Note how many lines in the following material mention "right", then give that number by itself.

---+---

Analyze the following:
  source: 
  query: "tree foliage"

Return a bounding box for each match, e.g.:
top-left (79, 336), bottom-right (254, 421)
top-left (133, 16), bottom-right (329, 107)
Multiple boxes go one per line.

---+---

:: REPLY ::
2